- [题目 1]
在这篇 Scrapy 入门文章里,items.py 文件的作用是什么?
- [题目 2]
从这篇 Scrapy 入门文章的末尾接着往下写。

- [文章]
美文网首页
7、Python Scrapy框架,简单学习

7、Python Scrapy框架,简单学习

作者: 波罗的海de夏天 | 来源:发表于2019-03-11 15:32 被阅读0次

    Crawl Web:美剧天堂

    工程搭建流程:
    1、cmd: cd PyCharmProject(工程所在目标文件)
    2、cmd: scrapy startproject movie
    3、cmd: cd movie
    4、cmd: scrapy genspider meiju meijutt.com
    5、IDE(PyCharm) 打开工程:
    items.py -- 该文件定义存储模板,用于结构化数据

    import scrapy
    class MovieItem(scrapy.Item):
        # define the fields for your item here like:
        # name = scrapy.Field()
        name = scrapy.Field()

- [收集材料]
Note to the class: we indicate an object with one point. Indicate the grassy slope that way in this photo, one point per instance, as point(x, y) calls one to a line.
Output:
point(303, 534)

- [参考答案 1]
定义存储模板,用于结构化数据。

- [参考答案 2]
    meiju.py -- 存储实际的爬虫代码

    import scrapy
    from movie.items import MovieItem
    class MeijuSpider(scrapy.Spider):
        name = 'meiju'
        allowed_domains = ['meijutt.com']
        start_urls = ['http://www.meijutt.com/new100.html']
    
        # def start_requests(self):
        #     urls = ['http://www.meijutt.com/new100.html']
        #     for url in urls:
        #         yield scrapy.Request(url=url, callback=self.parse)
    
        def parse(self, response):
            movies = response.xpath('//ul[@class="top-list  fn-clear"]/li')
            for each_movie in movies:
                item = MovieItem()
                item['name'] = each_movie.xpath('./h5/a/@title').extract()[0]
                yield item
    

    pipelines.py --该文件定义数据的存储方式,可以是文件、数据库或其他

    class MoviePipeline(object):
        def process_item(self, item, spider):
            with open("my_meiju.txt",'a') as fp:
                fp.write(item['name'])
                # fp.write(str(value=item['name'], encoding="utf-8"))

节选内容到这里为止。